ASSIGNED TASK
In the data below, one line contains "box: [604, 331, 1023, 480]" and a later one contains "positive clicks: (645, 463)". Print both, with every line between them, exactly and alone.

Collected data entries
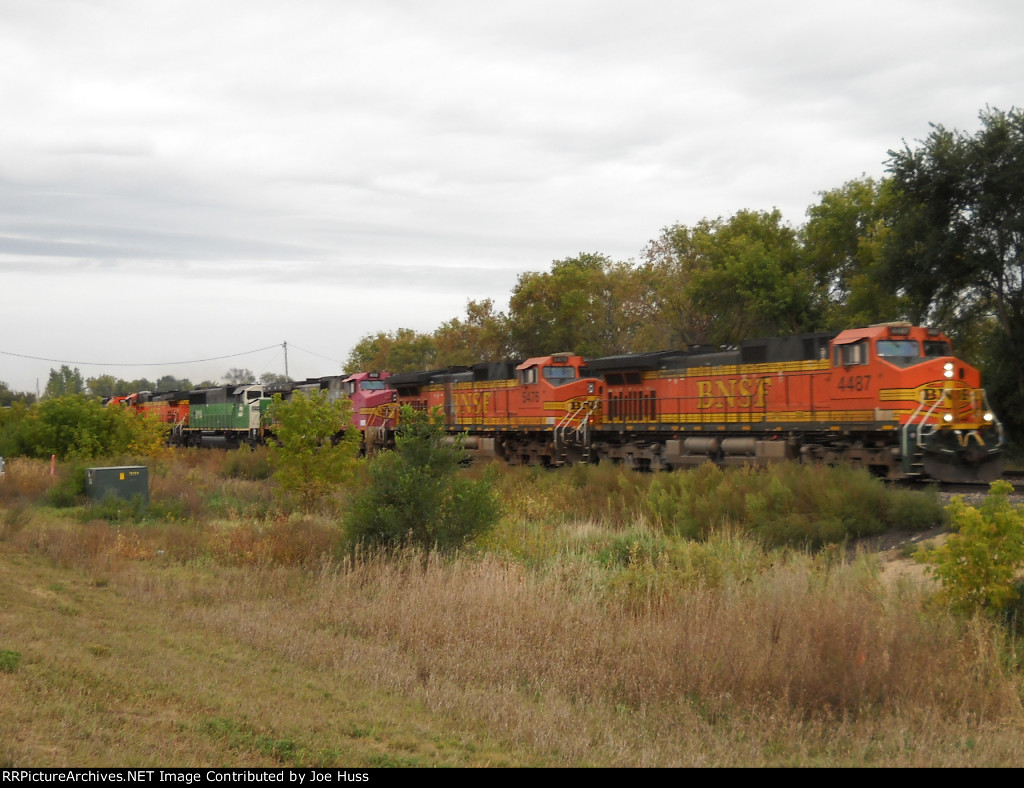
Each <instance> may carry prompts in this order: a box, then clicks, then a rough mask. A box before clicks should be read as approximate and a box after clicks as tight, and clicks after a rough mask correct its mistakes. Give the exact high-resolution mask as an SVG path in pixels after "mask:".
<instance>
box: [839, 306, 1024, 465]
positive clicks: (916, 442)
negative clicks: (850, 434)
mask: <svg viewBox="0 0 1024 788" xmlns="http://www.w3.org/2000/svg"><path fill="white" fill-rule="evenodd" d="M831 361H833V374H831V376H830V388H831V397H833V401H834V403H835V406H836V407H838V408H840V409H843V408H847V409H848V410H847V413H848V414H852V415H854V420H853V421H861V420H862V421H863V422H864V423H865V424H866V423H867V422H874V423H876V424H878V423H883V424H887V425H889V427H888V429H892V430H896V431H898V434H899V449H898V450H899V454H900V459H901V463H902V466H903V471H904V472H905V473H906V474H908V475H911V476H913V475H922V474H924V475H928V476H930V477H932V478H935V479H938V480H939V481H947V482H965V481H978V482H988V481H992V480H993V479H996V478H998V476H999V475H1000V474H1001V472H1002V462H1004V457H1002V448H1004V437H1002V428H1001V425H1000V424H999V423H998V420H996V419H995V415H994V414H993V413H992V411H991V409H990V408H989V405H988V399H987V396H986V394H985V391H984V389H982V388H981V375H980V373H979V371H978V369H977V368H976V367H974V366H971V365H970V364H967V363H965V362H964V361H963V360H961V359H958V358H956V357H955V356H953V355H952V349H951V345H950V342H949V339H948V338H947V337H945V336H944V335H942V334H941V333H940V332H938V331H936V330H935V329H930V327H925V326H914V325H910V324H909V323H881V324H878V325H871V326H868V327H866V329H857V330H853V331H847V332H843V333H842V334H840V335H839V336H838V337H836V339H835V340H834V341H833V343H831ZM869 405H870V406H872V411H873V412H872V411H871V410H867V409H866V408H867V406H869Z"/></svg>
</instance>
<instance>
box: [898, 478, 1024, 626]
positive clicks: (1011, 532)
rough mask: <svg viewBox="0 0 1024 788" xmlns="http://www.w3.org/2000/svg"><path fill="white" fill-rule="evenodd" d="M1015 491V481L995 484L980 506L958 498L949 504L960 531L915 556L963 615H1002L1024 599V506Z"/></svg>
mask: <svg viewBox="0 0 1024 788" xmlns="http://www.w3.org/2000/svg"><path fill="white" fill-rule="evenodd" d="M1012 491H1013V485H1011V484H1010V482H1007V481H1002V480H1001V479H1000V480H998V481H995V482H992V483H991V485H990V486H989V492H988V495H986V496H985V499H984V500H983V501H982V504H981V506H980V507H979V508H977V509H976V508H975V507H972V506H969V505H968V504H967V502H965V500H964V497H963V496H962V495H956V496H954V497H953V500H952V504H950V506H949V510H950V512H951V515H952V528H953V531H954V533H952V534H950V536H949V538H948V539H947V540H946V541H945V543H943V544H941V545H940V546H938V548H933V549H932V550H927V551H923V552H920V553H918V554H916V556H915V558H916V559H918V560H919V561H922V562H924V563H926V564H928V567H929V570H930V571H931V572H932V574H934V575H935V577H936V578H937V579H938V581H939V582H940V583H941V585H942V595H943V598H944V599H945V600H946V601H947V602H948V603H949V604H950V606H951V607H952V608H953V609H954V610H956V611H957V612H959V613H965V614H972V613H975V612H982V613H985V614H989V615H1001V614H1002V613H1005V612H1006V611H1007V610H1008V609H1010V608H1012V607H1014V606H1015V605H1018V604H1019V603H1020V601H1021V599H1020V580H1019V578H1020V576H1021V571H1022V570H1024V508H1022V507H1020V506H1015V505H1013V504H1011V502H1010V499H1009V497H1008V496H1009V493H1010V492H1012Z"/></svg>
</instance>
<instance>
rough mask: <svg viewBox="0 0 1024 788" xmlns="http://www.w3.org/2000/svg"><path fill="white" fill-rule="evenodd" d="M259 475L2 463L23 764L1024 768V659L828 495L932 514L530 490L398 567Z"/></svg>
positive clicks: (721, 476) (328, 509) (680, 479)
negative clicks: (913, 581) (897, 765)
mask: <svg viewBox="0 0 1024 788" xmlns="http://www.w3.org/2000/svg"><path fill="white" fill-rule="evenodd" d="M259 464H260V458H259V456H252V455H249V454H248V453H246V454H233V455H228V454H222V453H219V452H205V453H204V452H197V453H195V454H181V455H178V456H177V457H176V458H175V459H165V461H162V462H161V464H160V465H159V466H154V468H153V483H152V504H151V506H150V507H148V508H144V509H143V508H134V509H132V508H124V507H121V508H119V507H116V506H111V505H109V504H108V505H97V506H89V505H87V504H83V502H81V501H76V502H75V504H74V506H61V507H60V508H56V507H54V506H52V504H53V501H54V500H57V501H60V502H63V504H68V502H69V501H68V496H67V494H65V493H62V492H60V485H61V484H62V483H63V480H62V478H61V477H60V476H58V477H50V476H49V475H48V468H47V467H45V466H33V465H32V464H28V463H17V462H15V463H10V464H8V467H7V470H8V474H7V475H6V476H5V478H4V480H3V481H0V578H2V587H3V592H2V593H0V698H3V713H2V714H0V765H10V767H30V765H36V767H52V765H79V767H87V765H90V767H100V765H130V767H134V765H163V767H173V765H339V767H407V765H408V767H433V765H441V767H688V765H715V767H719V765H722V767H729V765H744V767H757V765H812V767H813V765H821V767H823V765H903V767H942V765H946V767H949V765H1018V764H1019V763H1021V762H1024V744H1022V742H1024V712H1022V709H1021V692H1022V681H1021V678H1022V675H1021V672H1020V668H1019V665H1018V664H1017V662H1016V657H1015V654H1016V651H1015V648H1016V647H1015V644H1013V643H1010V642H1008V640H1007V634H1006V632H1005V631H1004V630H1001V629H999V628H997V627H996V626H994V625H992V624H990V623H987V622H983V621H977V620H974V621H964V620H961V619H956V618H954V617H952V616H950V615H949V614H948V613H946V612H945V611H944V610H942V609H940V608H938V607H936V606H935V605H934V604H932V603H931V601H930V599H929V596H928V595H929V592H928V588H927V586H923V585H921V584H919V583H896V584H893V583H890V582H888V581H886V580H884V579H883V576H882V573H881V572H880V570H879V562H878V561H877V559H876V558H874V557H873V556H871V555H869V554H862V555H858V556H857V557H856V558H854V557H853V556H852V552H850V553H848V552H847V550H846V549H845V539H846V538H847V536H844V535H843V532H842V529H848V530H847V533H849V532H850V529H864V528H868V525H867V524H866V523H867V519H864V518H862V517H861V518H860V519H858V518H856V517H852V516H848V515H845V514H843V513H844V512H846V511H847V508H844V507H843V506H841V505H840V504H841V501H840V504H837V502H836V500H833V498H835V497H836V496H837V495H838V494H839V493H837V492H834V491H828V490H825V489H822V488H825V487H836V486H841V487H843V488H844V489H845V494H846V495H848V496H849V495H856V496H858V497H857V499H856V500H857V506H855V507H854V508H853V509H855V510H862V509H864V508H865V502H864V499H863V498H864V496H865V495H868V496H872V497H871V499H870V500H869V501H867V502H868V504H869V506H871V507H873V508H874V509H876V510H886V511H887V512H889V514H888V515H886V517H887V518H900V517H903V518H904V519H905V520H906V522H907V523H908V524H911V525H913V526H914V527H924V524H925V522H926V521H927V520H929V519H930V520H931V521H932V524H934V520H935V518H936V517H941V507H939V505H938V504H937V502H936V501H935V499H934V498H930V497H929V496H926V495H923V494H921V493H907V492H905V491H903V492H899V493H897V492H895V491H888V490H886V489H885V488H882V487H881V485H874V483H872V482H870V481H869V480H868V481H864V480H863V479H862V478H861V477H859V476H856V475H851V476H850V477H849V478H846V479H843V480H840V481H842V482H843V483H842V484H839V483H838V481H837V477H824V476H813V475H811V476H807V477H806V478H800V477H799V476H798V474H799V473H800V471H799V470H794V469H788V470H785V471H780V472H778V473H776V472H771V473H768V474H761V475H751V474H744V472H736V473H735V474H725V475H721V473H720V472H716V473H719V474H720V475H719V476H718V477H716V476H715V473H712V472H711V471H705V472H696V473H694V474H688V475H687V474H679V475H673V477H672V478H671V479H667V478H665V476H660V477H650V476H643V475H636V474H628V473H625V474H624V473H620V472H617V471H615V470H614V469H570V470H566V471H565V472H564V473H563V472H558V473H536V472H534V471H530V470H529V469H512V470H509V471H507V472H504V473H503V474H502V475H501V477H500V480H499V484H500V486H501V489H502V492H503V496H504V499H505V504H506V515H505V518H504V519H503V520H502V522H501V524H500V525H499V527H498V528H497V529H496V530H494V531H492V532H490V533H488V534H487V535H486V536H484V537H481V538H480V539H479V540H478V542H477V543H474V544H471V545H468V546H467V549H466V550H464V551H462V552H461V553H459V554H457V555H450V556H440V555H425V554H423V553H421V552H417V551H410V552H407V553H404V554H402V555H398V556H390V557H385V556H380V555H371V554H367V553H361V552H359V551H353V550H352V549H351V548H350V546H349V545H346V544H345V543H344V540H343V538H342V535H341V533H340V530H339V528H338V525H337V523H338V520H339V515H338V513H339V512H340V511H342V510H343V507H344V495H343V493H342V494H341V495H340V496H339V498H338V499H336V500H335V501H333V504H332V505H331V506H329V507H326V508H325V509H324V510H323V511H321V512H316V513H312V514H309V513H307V514H301V515H299V514H294V513H289V512H286V511H283V509H282V508H281V507H280V506H279V505H278V502H276V499H275V497H274V495H273V493H272V487H273V485H272V482H271V481H270V480H268V479H266V478H261V477H264V476H265V473H263V472H262V471H261V470H259V469H260V465H259ZM803 471H805V472H808V473H821V472H820V471H814V469H803ZM471 473H472V471H471ZM755 476H756V478H755ZM683 477H685V479H684V478H683ZM826 482H827V483H826ZM687 485H695V486H693V487H691V486H687ZM851 488H852V489H851ZM814 489H817V490H818V493H817V497H815V494H812V492H811V490H814ZM826 493H827V494H826ZM907 495H911V496H916V497H909V498H907V497H906V496H907ZM874 496H878V497H874ZM824 498H827V500H824ZM837 500H838V498H837ZM815 501H816V502H815ZM879 501H881V502H879ZM681 509H685V510H686V511H685V512H682V511H679V510H681ZM900 512H912V513H913V514H910V515H904V516H901V515H900V514H899V513H900ZM922 513H930V514H929V516H928V517H924V516H922ZM738 518H745V519H746V520H748V521H750V520H751V518H760V520H756V521H754V522H739V521H738ZM868 519H869V518H868ZM829 520H830V521H831V522H830V523H825V525H826V527H825V528H824V529H823V530H822V529H821V528H820V527H819V526H820V525H821V522H823V521H829ZM819 521H821V522H819ZM779 523H781V524H782V525H784V526H785V529H787V530H785V529H783V530H782V531H780V530H778V529H779V528H781V527H782V526H780V525H779ZM768 524H773V526H772V528H767V525H768ZM891 524H892V520H891V519H890V520H888V521H885V522H884V523H883V525H884V526H886V527H889V526H891ZM872 527H873V526H872ZM837 529H840V530H837ZM783 531H784V532H787V533H791V534H792V535H793V537H794V539H793V542H792V543H790V544H786V543H783V541H782V540H781V537H780V536H779V534H780V533H782V532H783ZM809 533H814V534H817V535H815V536H814V537H813V538H811V537H809V536H808V534H809ZM822 533H825V534H827V533H837V534H839V535H840V538H839V539H837V540H831V541H829V540H828V539H827V538H822V537H821V534H822Z"/></svg>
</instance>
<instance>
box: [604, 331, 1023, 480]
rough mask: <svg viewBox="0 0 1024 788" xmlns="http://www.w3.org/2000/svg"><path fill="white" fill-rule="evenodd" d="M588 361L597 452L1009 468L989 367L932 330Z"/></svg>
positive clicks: (645, 463) (953, 476) (670, 461)
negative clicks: (974, 359)
mask: <svg viewBox="0 0 1024 788" xmlns="http://www.w3.org/2000/svg"><path fill="white" fill-rule="evenodd" d="M590 371H591V374H594V375H597V376H599V377H601V378H602V379H603V380H604V382H605V384H606V391H607V395H606V396H607V399H606V403H605V414H604V423H603V425H602V428H601V430H600V431H599V436H597V437H595V446H594V449H595V451H596V453H597V454H598V455H599V456H603V457H608V458H611V459H614V461H617V462H623V463H627V464H630V465H635V466H641V467H647V468H651V469H671V468H676V467H680V466H687V465H694V464H697V463H702V462H707V461H709V459H712V461H715V462H718V463H722V464H742V463H750V464H754V465H760V464H766V463H770V462H774V461H779V459H801V461H804V462H815V463H827V464H845V465H853V466H859V467H865V468H869V469H870V470H871V471H872V472H874V473H876V474H878V475H880V476H884V477H886V478H890V479H898V478H913V477H918V478H931V479H936V480H938V481H950V482H952V481H991V480H993V479H996V478H998V476H999V474H1000V473H1001V471H1002V458H1004V457H1002V450H1004V438H1002V430H1001V426H1000V425H999V423H998V421H997V420H996V419H995V417H994V415H993V413H992V412H991V410H990V409H989V407H988V403H987V399H986V397H985V392H984V390H983V389H982V388H981V377H980V375H979V373H978V370H977V369H976V368H975V367H973V366H970V365H968V364H966V363H964V362H963V361H961V360H959V359H957V358H955V357H954V356H953V355H952V351H951V348H950V343H949V340H948V338H947V337H945V336H944V335H942V334H941V333H939V332H937V331H935V330H933V329H926V327H921V326H913V325H910V324H909V323H885V324H878V325H871V326H868V327H865V329H854V330H849V331H844V332H842V333H840V334H838V335H830V334H812V335H798V336H794V337H785V338H778V339H762V340H749V341H744V342H742V343H740V345H739V347H738V348H736V349H734V350H729V351H726V352H701V351H700V350H697V351H694V352H689V353H672V352H669V353H663V354H647V355H640V356H633V357H629V356H625V357H624V356H621V357H615V358H605V359H597V360H595V361H592V362H591V363H590ZM637 403H639V404H640V407H639V408H638V407H637Z"/></svg>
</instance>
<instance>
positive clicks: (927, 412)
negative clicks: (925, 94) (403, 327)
mask: <svg viewBox="0 0 1024 788" xmlns="http://www.w3.org/2000/svg"><path fill="white" fill-rule="evenodd" d="M307 390H326V391H327V392H328V393H329V397H331V398H334V397H339V396H344V397H348V398H349V399H350V400H351V402H352V413H353V417H352V424H351V425H340V426H339V429H343V428H345V427H352V428H355V429H358V430H359V431H360V432H361V433H362V435H364V444H365V447H366V449H367V450H368V451H374V450H378V449H382V448H387V447H389V446H391V445H392V443H393V437H394V431H395V429H396V428H397V427H399V426H400V425H399V420H400V412H401V405H410V406H412V407H414V408H417V409H422V410H434V409H435V408H436V409H437V411H438V412H440V413H441V417H442V421H443V424H444V429H445V430H446V431H447V432H449V433H450V434H451V435H452V436H453V437H456V436H458V437H459V438H460V439H461V440H462V442H463V445H464V446H465V448H466V449H467V451H468V452H469V453H470V455H473V456H482V457H494V458H498V459H502V461H504V462H506V463H509V464H513V465H544V466H560V465H566V464H573V463H615V464H622V465H624V466H627V467H630V468H636V469H641V470H651V471H667V470H674V469H679V468H686V467H690V466H695V465H698V464H701V463H707V462H713V463H717V464H720V465H744V464H749V465H758V466H759V465H767V464H770V463H776V462H783V461H798V462H804V463H823V464H829V465H836V464H844V465H852V466H857V467H863V468H867V469H869V470H870V471H871V472H872V473H874V474H877V475H879V476H882V477H885V478H887V479H903V478H919V479H934V480H937V481H944V482H969V481H976V482H988V481H992V480H994V479H996V478H998V476H999V475H1000V474H1001V472H1002V462H1004V435H1002V428H1001V425H1000V424H999V422H998V420H997V419H996V418H995V417H994V414H993V413H992V411H991V409H990V408H989V405H988V401H987V398H986V396H985V392H984V390H983V389H982V388H981V378H980V375H979V373H978V370H977V369H976V368H975V367H973V366H970V365H969V364H966V363H964V362H963V361H961V360H959V359H957V358H955V357H954V356H953V355H952V350H951V347H950V343H949V340H948V338H946V337H945V336H944V335H942V334H941V333H940V332H938V331H936V330H934V329H928V327H922V326H914V325H910V324H909V323H883V324H878V325H871V326H868V327H864V329H853V330H848V331H844V332H841V333H839V334H805V335H797V336H793V337H783V338H771V339H757V340H748V341H744V342H741V343H740V344H739V345H738V346H737V347H734V348H730V349H725V350H723V349H721V348H711V347H695V348H690V349H687V350H670V351H663V352H657V353H638V354H628V355H620V356H609V357H604V358H591V359H586V358H583V357H582V356H579V355H574V354H572V353H556V354H554V355H549V356H539V357H535V358H528V359H526V360H525V361H522V362H502V363H490V362H481V363H478V364H474V365H472V366H460V367H447V368H443V369H434V370H431V371H424V373H412V374H402V375H391V376H388V375H387V374H379V375H378V374H371V373H360V374H358V375H352V376H333V377H329V378H322V379H311V380H308V381H305V382H303V383H289V384H282V385H281V386H279V387H273V386H265V387H260V386H241V387H222V388H218V389H205V390H199V391H193V392H185V393H179V394H161V395H144V396H141V397H138V398H137V399H136V400H135V401H133V402H128V403H126V404H134V405H135V406H136V407H139V408H150V409H156V410H157V412H158V413H160V414H161V418H163V419H164V421H167V422H169V423H171V424H172V426H173V438H174V440H175V442H178V443H182V444H188V445H201V444H212V443H216V442H222V443H226V444H232V443H233V444H238V443H242V442H247V443H257V442H260V441H262V440H265V439H266V438H267V436H268V435H270V434H272V425H271V424H270V423H269V420H268V418H267V407H268V404H269V402H270V401H271V397H272V396H273V394H275V393H280V394H282V395H283V396H284V397H285V398H286V399H287V398H289V397H291V396H294V395H295V394H296V393H297V392H302V391H307ZM132 396H133V397H136V395H132ZM129 399H130V398H129Z"/></svg>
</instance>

TASK ANSWER
box: [604, 331, 1023, 480]
rough mask: <svg viewBox="0 0 1024 788" xmlns="http://www.w3.org/2000/svg"><path fill="white" fill-rule="evenodd" d="M588 361L597 452L1009 468L989 367L932 330Z"/></svg>
positive clicks: (645, 463) (953, 476) (670, 461)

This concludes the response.